- Given instruction
Rewrite all of the material below as a numbered list with one line per number, leaving out any blank lines.

- Material
= = = =
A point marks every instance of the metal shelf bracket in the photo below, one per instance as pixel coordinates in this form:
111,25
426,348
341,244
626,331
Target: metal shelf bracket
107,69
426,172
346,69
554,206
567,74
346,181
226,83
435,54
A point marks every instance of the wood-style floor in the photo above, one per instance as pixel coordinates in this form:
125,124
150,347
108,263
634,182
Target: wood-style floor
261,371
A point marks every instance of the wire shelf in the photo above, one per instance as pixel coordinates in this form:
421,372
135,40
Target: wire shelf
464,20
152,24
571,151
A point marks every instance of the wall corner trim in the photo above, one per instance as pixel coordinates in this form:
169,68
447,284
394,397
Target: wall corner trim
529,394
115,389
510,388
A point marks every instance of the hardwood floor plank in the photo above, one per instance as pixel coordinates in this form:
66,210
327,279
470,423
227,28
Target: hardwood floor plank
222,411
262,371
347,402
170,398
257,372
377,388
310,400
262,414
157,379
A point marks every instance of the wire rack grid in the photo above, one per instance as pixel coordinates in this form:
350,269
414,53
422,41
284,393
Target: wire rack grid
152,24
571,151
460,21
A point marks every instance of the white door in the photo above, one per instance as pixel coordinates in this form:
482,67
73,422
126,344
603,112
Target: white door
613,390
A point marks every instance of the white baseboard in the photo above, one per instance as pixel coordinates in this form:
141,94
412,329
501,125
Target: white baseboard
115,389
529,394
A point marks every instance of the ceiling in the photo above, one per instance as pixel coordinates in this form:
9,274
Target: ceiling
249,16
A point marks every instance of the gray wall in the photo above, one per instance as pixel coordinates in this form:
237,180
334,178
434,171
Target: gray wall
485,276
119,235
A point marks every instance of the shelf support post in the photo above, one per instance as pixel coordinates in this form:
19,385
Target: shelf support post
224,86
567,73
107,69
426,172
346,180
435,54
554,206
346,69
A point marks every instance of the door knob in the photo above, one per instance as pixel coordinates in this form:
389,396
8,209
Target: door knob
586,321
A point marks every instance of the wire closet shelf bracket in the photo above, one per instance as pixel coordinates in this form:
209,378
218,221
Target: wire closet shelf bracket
= = = =
- Task output
1. A point marks every instance of the metal shelf bracket in the photo below, one per instance as pixel coordinates in this form:
2. 111,25
3. 426,348
4. 341,244
5. 626,331
6. Target: metal shelf bracket
7. 107,69
8. 426,172
9. 346,69
10. 554,206
11. 567,74
12. 346,181
13. 226,83
14. 435,54
15. A point marks every instance of the wood-style floor in the photo above, one per instance as pixel coordinates in this form:
16. 125,124
17. 150,347
18. 108,263
19. 634,182
20. Target: wood-style floor
21. 261,371
22. A point marks every instance of the wire shelf in the photo above, one per instance as pixel coordinates in this form:
23. 421,372
24. 135,40
25. Target: wire shelf
26. 464,20
27. 152,24
28. 571,151
29. A point marks every instance of the wall corner trim in the photo above, one per instance as pixel coordinates in this form:
30. 169,68
31. 447,284
32. 394,397
33. Target: wall corner trim
34. 529,394
35. 115,389
36. 510,388
37. A point marks every instance of the hardwood floor plank in the photo above, one per instance as pixel coordinates in this form:
38. 66,210
39. 327,279
40. 470,423
41. 227,28
42. Target: hardwood floor plank
43. 222,411
44. 262,371
45. 347,402
46. 170,398
47. 257,372
48. 377,388
49. 310,400
50. 262,414
51. 157,379
52. A point marks every instance of the wire rack grid in the photo above, one per instance as pixel coordinates in this form:
53. 350,269
54. 414,53
55. 422,41
56. 284,393
57. Target: wire rack grid
58. 152,24
59. 571,151
60. 460,21
61. A point marks every instance of the white door in the photo above, one per instance as pixel coordinates in this form:
62. 482,67
63. 73,422
64. 126,344
65. 603,112
66. Target: white door
67. 613,390
68. A point marks every instance of the white baseboard in the photo above, one per instance as pixel coordinates in this form:
69. 141,94
70. 412,329
71. 501,125
72. Target: white baseboard
73. 115,389
74. 529,394
75. A point marks every instance of the ceiling in the photo above, one per instance as pixel coordinates in this form:
76. 9,274
77. Target: ceiling
78. 249,16
79. A point marks every instance of the gray wall in the photo above, one per instance as pixel coordinates in this form:
80. 237,180
81. 334,178
82. 434,171
83. Target: gray wall
84. 485,276
85. 119,235
86. A point marks every instance of the shelf support post in the photo above, one per instance as pixel coordinates in this form:
87. 19,385
88. Target: shelf support post
89. 224,86
90. 567,73
91. 107,69
92. 426,172
93. 346,180
94. 435,54
95. 554,206
96. 346,69
97. A point marks every instance of the door knob in the photo above, one per instance as pixel coordinates in this form:
98. 389,396
99. 8,209
100. Target: door knob
101. 586,321
102. A point marks every instance of the wire closet shelf bracket in the photo above, one per instance as pixel coordinates in this form:
103. 209,378
104. 218,221
105. Target: wire closet shelf bracket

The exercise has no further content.